Your task - Duplicate the lines of every record below without changing anything.

Rows from a dataset -
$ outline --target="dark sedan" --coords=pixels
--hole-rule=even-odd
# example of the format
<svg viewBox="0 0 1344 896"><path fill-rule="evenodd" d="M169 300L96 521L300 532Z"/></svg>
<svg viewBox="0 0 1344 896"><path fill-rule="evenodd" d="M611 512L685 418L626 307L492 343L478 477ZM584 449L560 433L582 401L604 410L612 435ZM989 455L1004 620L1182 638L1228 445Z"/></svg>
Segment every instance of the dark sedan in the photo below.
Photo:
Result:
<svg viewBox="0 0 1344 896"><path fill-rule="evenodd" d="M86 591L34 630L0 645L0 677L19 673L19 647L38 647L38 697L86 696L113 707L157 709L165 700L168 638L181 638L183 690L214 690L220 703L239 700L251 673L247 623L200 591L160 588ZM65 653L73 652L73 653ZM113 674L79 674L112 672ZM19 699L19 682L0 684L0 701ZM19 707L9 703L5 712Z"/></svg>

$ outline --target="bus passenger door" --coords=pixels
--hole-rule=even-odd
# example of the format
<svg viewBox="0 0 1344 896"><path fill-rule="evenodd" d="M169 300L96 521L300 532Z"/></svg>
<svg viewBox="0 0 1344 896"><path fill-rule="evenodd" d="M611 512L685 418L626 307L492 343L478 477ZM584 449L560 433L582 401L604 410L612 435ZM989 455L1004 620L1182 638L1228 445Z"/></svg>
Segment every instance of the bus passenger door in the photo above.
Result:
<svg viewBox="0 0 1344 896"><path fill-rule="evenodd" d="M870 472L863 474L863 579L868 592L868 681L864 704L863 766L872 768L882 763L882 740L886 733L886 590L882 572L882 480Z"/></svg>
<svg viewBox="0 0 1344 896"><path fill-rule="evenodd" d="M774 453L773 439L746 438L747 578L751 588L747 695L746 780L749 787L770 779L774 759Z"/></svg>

Response below -
$ outline --target="dark sedan" --coords=pixels
--hole-rule=even-odd
# example of the format
<svg viewBox="0 0 1344 896"><path fill-rule="evenodd" d="M169 300L96 521L300 532Z"/></svg>
<svg viewBox="0 0 1344 896"><path fill-rule="evenodd" d="M611 512L685 418L626 307L492 343L478 477ZM584 449L560 433L582 401L604 410L612 435ZM989 455L1004 620L1182 638L1228 445Z"/></svg>
Segment every instance of the dark sedan in the photo below.
Photo:
Result:
<svg viewBox="0 0 1344 896"><path fill-rule="evenodd" d="M86 591L34 630L0 645L0 677L19 673L19 647L38 647L38 697L86 696L113 707L157 709L165 700L168 638L181 638L183 690L214 690L220 703L239 700L251 673L247 623L200 591L160 588ZM65 653L73 652L73 653ZM113 674L79 674L112 672ZM19 699L19 682L0 684L0 701ZM19 707L9 703L5 712Z"/></svg>

$ outline --target="bus passenger door" --coords=pixels
--hole-rule=even-odd
# example of the format
<svg viewBox="0 0 1344 896"><path fill-rule="evenodd" d="M169 300L96 521L300 532Z"/></svg>
<svg viewBox="0 0 1344 896"><path fill-rule="evenodd" d="M611 512L685 418L626 307L492 343L478 477ZM584 449L560 433L582 401L604 410L612 435ZM989 455L1004 620L1182 638L1228 445Z"/></svg>
Segment every instance of the bus passenger door in the photo above.
Result:
<svg viewBox="0 0 1344 896"><path fill-rule="evenodd" d="M870 472L863 474L863 579L868 592L868 681L864 704L863 766L872 768L882 763L882 740L886 733L886 590L882 572L882 480Z"/></svg>
<svg viewBox="0 0 1344 896"><path fill-rule="evenodd" d="M774 453L773 439L746 438L747 578L751 588L747 695L746 780L749 787L770 779L774 759Z"/></svg>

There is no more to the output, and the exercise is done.